Write out word for word the part of the Constance Bannister text that begins with "Constance Bannister (February" and ends with "1940s and 1950s.".

**Source text**.
○ ○ ○ ○ ○ ○ ○

- Bannister in self-portrait, circa 1942, with a Graflex camera.
- Born: February 11, 1913 Ashland City, Tennessee, U.S.
- Died: August 17, 2005 (aged 92) Laurel Hollow, New York City
- Known for: photography

= Constance Bannister =

American photographer (1913–2005)

Constance Bannister (February 11, 1913 – August 17, 2005) was an American photographer. She was an avid baby photographer and is reported to have taken more than 100,000 shots of babies.

Born Constance Lorraine Gibbs, on February 11, 1913, in Ashland City, Tennessee, to Arthur Thomas Gibbs and Bessie Serena Jackson, Bannister moved to New York to study photography, studying first at the New York School of Applied Design and the School of Modern Photography then enrolling at the New York Institute for Photography. Her first assignment, in 1937, was shooting Palm Beach society photographs for the Associated Press. She opened a studio in New York and worked for the Chicago Tribune, shooting Broadway plays headed to Chicago. She also photographed the New York City Ballet and the Ice Capades. Her work was featured in many popular magazines in the 1940s and 1950s.

○ ○ ○ ○ ○ ○ ○

**Source records**.
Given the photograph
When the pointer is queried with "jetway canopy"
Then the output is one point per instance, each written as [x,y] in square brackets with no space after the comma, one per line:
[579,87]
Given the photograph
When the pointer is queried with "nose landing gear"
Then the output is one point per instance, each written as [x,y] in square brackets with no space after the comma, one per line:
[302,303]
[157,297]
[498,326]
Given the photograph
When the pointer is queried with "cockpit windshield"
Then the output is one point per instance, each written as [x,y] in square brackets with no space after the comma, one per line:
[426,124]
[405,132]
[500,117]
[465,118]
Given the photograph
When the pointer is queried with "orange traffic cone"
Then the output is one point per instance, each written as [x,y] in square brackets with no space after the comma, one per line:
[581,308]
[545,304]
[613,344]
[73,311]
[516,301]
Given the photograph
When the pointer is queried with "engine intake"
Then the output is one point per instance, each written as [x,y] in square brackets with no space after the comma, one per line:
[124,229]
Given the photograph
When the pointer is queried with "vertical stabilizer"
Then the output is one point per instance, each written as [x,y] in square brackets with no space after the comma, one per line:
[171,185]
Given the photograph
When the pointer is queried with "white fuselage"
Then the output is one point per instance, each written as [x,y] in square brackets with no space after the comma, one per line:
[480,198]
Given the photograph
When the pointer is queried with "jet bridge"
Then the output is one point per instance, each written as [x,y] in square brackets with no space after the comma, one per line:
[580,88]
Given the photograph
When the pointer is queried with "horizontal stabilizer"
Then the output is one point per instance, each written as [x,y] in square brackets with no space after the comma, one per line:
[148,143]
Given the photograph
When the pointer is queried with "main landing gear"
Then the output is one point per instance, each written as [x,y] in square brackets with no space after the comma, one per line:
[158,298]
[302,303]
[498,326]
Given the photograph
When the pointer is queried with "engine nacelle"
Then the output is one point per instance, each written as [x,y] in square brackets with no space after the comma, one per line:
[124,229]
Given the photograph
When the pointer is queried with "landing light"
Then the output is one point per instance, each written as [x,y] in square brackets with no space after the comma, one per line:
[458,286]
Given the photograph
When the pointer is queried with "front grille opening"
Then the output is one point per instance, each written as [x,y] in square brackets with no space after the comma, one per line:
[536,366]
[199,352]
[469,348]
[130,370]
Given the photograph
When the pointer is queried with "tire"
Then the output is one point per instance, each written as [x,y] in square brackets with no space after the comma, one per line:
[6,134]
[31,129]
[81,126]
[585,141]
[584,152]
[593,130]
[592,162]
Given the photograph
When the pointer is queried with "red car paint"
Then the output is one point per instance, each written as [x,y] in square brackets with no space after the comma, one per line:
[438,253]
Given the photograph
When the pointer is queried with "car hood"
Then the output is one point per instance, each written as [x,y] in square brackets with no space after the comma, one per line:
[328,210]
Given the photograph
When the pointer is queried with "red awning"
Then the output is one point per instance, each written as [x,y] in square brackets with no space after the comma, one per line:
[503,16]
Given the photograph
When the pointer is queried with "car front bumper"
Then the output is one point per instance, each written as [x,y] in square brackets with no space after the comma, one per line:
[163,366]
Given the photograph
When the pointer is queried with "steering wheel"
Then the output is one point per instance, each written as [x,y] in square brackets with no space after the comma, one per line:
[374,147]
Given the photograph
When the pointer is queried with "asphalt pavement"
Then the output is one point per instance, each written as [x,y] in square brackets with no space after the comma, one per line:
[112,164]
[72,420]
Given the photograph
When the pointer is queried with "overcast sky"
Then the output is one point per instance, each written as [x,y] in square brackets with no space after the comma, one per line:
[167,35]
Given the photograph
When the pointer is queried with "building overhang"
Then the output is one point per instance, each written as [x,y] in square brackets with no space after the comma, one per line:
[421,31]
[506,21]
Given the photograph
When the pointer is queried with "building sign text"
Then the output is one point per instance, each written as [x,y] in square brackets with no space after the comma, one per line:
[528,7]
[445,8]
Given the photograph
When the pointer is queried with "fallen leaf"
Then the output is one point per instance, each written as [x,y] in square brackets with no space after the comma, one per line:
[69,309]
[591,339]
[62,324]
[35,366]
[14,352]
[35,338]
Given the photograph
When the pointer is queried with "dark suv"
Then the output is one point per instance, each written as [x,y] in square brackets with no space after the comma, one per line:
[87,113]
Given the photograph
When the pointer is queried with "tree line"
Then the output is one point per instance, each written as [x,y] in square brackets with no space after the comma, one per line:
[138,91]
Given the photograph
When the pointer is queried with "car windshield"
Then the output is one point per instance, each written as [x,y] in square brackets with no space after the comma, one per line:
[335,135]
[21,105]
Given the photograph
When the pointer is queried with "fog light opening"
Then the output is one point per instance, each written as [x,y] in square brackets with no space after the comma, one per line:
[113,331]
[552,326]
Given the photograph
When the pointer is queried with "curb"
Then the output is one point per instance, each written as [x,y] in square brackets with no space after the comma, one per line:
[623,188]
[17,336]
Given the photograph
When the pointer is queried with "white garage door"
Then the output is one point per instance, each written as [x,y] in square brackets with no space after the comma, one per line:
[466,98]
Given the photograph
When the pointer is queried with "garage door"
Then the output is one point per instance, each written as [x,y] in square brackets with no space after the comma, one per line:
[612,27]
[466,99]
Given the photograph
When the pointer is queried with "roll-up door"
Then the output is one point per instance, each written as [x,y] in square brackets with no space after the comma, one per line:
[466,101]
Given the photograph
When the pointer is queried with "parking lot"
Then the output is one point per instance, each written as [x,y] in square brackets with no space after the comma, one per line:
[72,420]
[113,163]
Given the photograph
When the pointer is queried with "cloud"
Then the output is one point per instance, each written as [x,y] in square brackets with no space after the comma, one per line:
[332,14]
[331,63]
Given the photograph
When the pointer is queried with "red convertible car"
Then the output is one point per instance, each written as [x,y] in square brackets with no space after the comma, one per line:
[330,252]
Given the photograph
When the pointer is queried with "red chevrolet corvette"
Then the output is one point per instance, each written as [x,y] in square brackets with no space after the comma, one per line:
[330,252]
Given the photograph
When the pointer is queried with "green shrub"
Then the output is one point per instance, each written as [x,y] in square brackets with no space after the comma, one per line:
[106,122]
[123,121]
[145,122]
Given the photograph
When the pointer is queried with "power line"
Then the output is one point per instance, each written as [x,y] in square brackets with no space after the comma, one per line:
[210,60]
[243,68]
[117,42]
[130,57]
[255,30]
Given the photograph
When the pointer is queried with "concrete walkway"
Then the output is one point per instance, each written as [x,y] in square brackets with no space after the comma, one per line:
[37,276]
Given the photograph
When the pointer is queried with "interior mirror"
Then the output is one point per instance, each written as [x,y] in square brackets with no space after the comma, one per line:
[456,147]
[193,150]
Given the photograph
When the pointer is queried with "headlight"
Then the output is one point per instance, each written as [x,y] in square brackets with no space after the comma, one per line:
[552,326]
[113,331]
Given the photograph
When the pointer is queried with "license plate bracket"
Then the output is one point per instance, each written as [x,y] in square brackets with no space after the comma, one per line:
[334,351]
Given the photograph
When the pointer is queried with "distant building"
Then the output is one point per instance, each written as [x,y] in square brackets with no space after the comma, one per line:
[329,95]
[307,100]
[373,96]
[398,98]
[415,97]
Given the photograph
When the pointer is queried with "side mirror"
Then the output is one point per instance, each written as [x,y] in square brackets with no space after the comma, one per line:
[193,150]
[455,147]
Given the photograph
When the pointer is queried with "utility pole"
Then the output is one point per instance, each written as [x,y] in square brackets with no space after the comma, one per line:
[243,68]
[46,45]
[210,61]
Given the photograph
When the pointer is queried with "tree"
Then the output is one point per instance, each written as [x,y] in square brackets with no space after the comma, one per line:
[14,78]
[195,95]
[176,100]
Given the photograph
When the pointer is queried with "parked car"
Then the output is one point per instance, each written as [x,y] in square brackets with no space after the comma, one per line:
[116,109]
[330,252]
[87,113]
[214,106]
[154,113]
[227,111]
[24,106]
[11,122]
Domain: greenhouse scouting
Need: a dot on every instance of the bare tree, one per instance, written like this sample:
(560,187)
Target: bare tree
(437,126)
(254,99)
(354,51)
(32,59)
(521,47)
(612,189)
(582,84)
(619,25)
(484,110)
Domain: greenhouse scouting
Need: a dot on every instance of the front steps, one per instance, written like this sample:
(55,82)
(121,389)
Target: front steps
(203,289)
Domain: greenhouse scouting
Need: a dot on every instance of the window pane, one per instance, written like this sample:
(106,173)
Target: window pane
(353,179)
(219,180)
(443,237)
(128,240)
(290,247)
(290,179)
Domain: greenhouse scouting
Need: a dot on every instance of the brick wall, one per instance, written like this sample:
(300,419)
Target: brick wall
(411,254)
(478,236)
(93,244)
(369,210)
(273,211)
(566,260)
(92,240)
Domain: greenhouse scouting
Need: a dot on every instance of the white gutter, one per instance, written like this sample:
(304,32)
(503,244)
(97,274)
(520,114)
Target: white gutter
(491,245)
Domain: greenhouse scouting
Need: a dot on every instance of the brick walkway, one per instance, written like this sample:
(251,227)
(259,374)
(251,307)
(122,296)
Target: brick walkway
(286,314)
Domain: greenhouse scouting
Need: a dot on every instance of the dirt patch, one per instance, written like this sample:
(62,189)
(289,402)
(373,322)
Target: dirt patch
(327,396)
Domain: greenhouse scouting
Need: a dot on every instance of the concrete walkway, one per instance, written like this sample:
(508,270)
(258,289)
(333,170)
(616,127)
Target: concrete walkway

○ ○ ○ ○ ○ ○ ○

**Result for this exercise**.
Constance Bannister (February 11, 1913 – August 17, 2005) was an American photographer. She was an avid baby photographer and is reported to have taken more than 100,000 shots of babies.

Born Constance Lorraine Gibbs, on February 11, 1913, in Ashland City, Tennessee, to Arthur Thomas Gibbs and Bessie Serena Jackson, Bannister moved to New York to study photography, studying first at the New York School of Applied Design and the School of Modern Photography then enrolling at the New York Institute for Photography. Her first assignment, in 1937, was shooting Palm Beach society photographs for the Associated Press. She opened a studio in New York and worked for the Chicago Tribune, shooting Broadway plays headed to Chicago. She also photographed the New York City Ballet and the Ice Capades. Her work was featured in many popular magazines in the 1940s and 1950s.